If a line in the data holds the string "airplane", list it.

++++ SOURCE DATA

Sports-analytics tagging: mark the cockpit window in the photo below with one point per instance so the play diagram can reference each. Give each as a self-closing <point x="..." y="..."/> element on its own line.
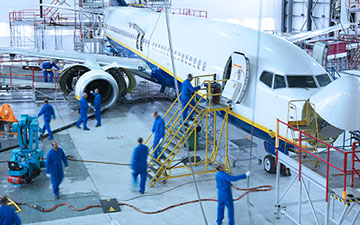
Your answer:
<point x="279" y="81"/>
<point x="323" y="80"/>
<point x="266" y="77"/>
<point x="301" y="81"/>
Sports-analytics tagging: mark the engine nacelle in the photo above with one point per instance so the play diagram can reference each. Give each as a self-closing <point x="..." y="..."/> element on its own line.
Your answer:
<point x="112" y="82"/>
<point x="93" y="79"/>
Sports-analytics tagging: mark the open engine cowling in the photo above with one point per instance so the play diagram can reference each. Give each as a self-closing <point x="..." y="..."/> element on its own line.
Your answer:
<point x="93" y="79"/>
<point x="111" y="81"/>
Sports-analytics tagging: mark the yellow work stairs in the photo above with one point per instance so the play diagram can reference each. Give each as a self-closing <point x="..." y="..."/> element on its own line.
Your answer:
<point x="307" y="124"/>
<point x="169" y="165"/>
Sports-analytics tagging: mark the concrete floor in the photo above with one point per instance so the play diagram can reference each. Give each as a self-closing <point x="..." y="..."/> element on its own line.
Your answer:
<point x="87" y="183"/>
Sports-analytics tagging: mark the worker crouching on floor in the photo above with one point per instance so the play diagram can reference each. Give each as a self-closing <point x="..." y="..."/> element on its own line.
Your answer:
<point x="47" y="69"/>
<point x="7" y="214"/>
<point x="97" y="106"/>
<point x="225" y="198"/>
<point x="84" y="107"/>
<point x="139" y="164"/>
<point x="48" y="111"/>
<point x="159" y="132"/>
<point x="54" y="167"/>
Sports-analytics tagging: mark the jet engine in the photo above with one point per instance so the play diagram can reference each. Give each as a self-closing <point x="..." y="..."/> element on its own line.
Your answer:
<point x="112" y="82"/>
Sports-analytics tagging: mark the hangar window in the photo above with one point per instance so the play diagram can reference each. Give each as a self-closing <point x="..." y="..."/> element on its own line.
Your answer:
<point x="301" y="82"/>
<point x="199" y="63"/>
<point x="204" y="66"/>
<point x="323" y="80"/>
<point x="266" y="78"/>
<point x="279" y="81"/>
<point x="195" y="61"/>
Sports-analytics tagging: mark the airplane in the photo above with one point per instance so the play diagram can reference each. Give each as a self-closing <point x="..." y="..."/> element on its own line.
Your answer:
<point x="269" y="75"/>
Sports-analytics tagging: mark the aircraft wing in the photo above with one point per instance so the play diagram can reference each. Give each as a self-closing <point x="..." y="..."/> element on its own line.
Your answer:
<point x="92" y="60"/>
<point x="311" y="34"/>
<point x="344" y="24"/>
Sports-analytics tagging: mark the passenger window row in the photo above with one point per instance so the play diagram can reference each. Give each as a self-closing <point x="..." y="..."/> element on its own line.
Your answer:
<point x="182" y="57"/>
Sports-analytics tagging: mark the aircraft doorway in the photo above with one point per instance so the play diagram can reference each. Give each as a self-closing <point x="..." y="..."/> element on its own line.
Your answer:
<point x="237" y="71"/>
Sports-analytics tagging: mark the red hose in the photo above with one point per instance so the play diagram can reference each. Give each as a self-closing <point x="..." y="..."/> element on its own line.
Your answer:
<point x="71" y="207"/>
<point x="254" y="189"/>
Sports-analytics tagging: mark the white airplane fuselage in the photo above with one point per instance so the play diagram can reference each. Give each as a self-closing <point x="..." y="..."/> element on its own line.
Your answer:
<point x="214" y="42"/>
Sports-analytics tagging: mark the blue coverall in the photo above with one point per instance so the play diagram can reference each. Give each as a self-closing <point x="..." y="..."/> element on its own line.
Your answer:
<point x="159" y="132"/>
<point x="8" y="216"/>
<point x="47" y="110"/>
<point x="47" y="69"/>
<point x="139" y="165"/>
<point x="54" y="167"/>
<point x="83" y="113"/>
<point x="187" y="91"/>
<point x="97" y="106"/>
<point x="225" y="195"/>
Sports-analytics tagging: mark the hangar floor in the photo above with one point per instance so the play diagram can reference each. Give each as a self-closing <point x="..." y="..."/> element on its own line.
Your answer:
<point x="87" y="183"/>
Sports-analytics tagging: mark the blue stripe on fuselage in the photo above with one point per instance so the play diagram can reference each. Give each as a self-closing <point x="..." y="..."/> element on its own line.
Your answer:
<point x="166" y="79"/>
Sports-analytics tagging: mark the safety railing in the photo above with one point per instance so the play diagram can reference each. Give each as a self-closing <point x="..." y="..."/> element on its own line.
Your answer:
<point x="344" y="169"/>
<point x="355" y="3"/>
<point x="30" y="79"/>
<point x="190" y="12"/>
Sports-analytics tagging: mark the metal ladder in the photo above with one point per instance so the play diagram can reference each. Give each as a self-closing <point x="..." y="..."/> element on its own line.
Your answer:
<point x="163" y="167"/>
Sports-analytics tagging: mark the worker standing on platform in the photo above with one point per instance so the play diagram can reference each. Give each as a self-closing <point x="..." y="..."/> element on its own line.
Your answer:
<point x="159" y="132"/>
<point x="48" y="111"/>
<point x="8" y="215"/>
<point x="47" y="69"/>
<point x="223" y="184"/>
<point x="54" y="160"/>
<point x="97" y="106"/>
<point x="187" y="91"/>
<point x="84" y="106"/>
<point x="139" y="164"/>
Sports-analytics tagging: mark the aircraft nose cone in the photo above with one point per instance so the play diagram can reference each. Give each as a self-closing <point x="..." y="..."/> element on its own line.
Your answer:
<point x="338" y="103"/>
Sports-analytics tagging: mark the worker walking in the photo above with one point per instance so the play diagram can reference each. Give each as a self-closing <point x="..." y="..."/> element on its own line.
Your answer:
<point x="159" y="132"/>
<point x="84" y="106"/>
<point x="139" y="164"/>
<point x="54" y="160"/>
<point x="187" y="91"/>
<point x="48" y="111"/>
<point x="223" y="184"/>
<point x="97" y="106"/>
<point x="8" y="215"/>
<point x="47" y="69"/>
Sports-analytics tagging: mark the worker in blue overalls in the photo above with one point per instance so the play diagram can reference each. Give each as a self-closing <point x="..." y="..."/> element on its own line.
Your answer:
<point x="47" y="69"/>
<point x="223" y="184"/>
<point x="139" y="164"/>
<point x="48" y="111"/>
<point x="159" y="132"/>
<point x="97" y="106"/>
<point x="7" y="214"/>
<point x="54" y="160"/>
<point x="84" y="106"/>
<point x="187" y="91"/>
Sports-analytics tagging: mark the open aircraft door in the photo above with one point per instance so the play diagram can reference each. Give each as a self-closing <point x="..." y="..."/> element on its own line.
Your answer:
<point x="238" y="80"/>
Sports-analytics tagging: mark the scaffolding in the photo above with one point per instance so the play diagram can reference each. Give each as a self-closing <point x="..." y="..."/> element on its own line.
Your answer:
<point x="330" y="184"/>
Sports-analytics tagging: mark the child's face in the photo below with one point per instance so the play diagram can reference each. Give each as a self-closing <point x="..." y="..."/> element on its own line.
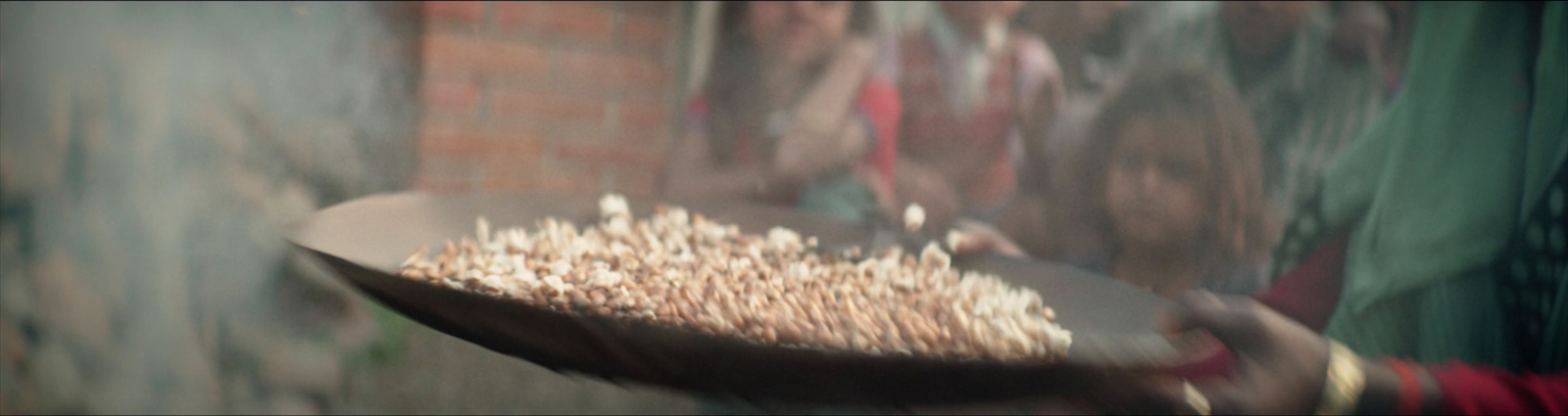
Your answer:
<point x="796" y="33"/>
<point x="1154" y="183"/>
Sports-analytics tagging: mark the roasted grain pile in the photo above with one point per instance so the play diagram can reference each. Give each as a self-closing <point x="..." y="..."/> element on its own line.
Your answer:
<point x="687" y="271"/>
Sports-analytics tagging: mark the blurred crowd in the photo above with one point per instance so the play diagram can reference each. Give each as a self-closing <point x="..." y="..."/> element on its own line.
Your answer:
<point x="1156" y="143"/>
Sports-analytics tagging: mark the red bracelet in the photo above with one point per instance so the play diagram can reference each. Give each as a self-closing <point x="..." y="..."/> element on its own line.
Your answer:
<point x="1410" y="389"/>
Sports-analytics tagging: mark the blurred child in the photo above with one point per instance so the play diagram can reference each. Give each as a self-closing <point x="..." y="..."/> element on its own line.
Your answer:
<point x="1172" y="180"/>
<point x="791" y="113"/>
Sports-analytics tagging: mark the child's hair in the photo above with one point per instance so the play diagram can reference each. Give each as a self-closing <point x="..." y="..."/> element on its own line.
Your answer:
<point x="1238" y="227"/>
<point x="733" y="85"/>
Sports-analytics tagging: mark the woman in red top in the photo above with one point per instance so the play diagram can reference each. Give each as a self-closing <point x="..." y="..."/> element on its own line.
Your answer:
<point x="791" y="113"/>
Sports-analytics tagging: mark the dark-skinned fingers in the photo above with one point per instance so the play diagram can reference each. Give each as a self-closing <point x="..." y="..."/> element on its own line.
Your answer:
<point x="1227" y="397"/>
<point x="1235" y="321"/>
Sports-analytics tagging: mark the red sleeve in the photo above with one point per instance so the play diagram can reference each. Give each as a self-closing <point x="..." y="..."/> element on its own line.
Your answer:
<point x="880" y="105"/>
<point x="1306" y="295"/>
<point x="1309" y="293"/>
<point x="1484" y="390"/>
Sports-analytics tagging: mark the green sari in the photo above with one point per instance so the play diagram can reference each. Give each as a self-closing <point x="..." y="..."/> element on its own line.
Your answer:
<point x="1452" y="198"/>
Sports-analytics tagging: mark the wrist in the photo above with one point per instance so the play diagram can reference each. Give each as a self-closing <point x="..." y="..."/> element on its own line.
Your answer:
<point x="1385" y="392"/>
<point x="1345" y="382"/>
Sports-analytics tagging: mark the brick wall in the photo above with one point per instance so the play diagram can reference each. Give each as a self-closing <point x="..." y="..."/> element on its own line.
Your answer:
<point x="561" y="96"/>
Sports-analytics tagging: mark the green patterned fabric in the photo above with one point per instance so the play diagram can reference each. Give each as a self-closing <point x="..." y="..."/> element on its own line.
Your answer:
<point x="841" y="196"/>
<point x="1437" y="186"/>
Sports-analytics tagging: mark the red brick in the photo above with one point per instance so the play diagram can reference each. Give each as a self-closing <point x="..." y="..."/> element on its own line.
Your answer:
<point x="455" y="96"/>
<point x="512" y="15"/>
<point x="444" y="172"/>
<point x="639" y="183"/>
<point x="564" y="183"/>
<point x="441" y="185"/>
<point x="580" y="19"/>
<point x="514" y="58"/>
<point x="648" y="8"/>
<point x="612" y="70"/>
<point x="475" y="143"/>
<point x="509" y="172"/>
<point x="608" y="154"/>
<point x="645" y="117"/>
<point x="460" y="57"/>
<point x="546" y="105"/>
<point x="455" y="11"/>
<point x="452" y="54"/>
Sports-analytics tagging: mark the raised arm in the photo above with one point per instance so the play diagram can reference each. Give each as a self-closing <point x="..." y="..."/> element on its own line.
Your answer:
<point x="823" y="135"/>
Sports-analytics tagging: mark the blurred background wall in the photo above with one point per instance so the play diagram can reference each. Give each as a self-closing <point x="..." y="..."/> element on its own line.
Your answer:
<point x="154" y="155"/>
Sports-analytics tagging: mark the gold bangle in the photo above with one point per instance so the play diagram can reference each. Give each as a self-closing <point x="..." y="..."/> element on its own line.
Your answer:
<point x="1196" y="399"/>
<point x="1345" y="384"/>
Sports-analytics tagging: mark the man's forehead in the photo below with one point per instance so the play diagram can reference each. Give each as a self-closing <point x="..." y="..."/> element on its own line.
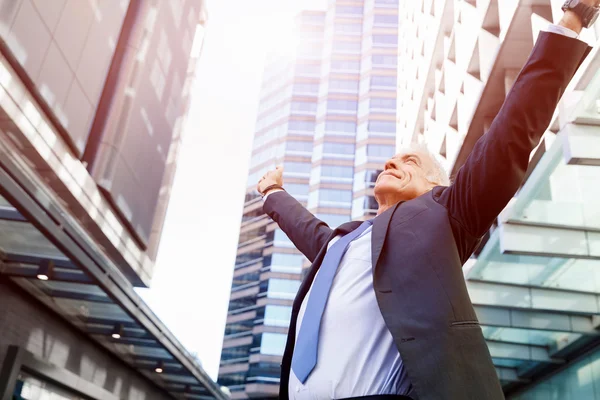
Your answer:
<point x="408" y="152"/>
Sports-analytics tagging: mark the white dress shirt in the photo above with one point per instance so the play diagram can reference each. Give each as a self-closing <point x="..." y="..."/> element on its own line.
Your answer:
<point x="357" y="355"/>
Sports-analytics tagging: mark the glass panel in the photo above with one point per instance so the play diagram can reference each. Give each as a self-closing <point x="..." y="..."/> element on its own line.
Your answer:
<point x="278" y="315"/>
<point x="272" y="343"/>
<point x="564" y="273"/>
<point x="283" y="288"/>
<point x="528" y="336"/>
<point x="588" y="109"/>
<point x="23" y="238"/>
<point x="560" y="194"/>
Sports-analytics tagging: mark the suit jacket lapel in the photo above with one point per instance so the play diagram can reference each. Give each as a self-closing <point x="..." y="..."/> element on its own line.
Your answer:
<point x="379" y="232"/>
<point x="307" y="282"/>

++++++++

SOLUTION FOR THIS TASK ->
Sports-analytics tagging: mark the airplane in the photo above with one point per instance so the play diagram can reference each. Give each as a self-closing <point x="..." y="..."/> element on its own line.
Sports-analytics tagging: mark the white airplane fuselage in the photo above with one point per instance so the play diagram can reference each. Give each as a self-closing <point x="..." y="..."/> element on its own line.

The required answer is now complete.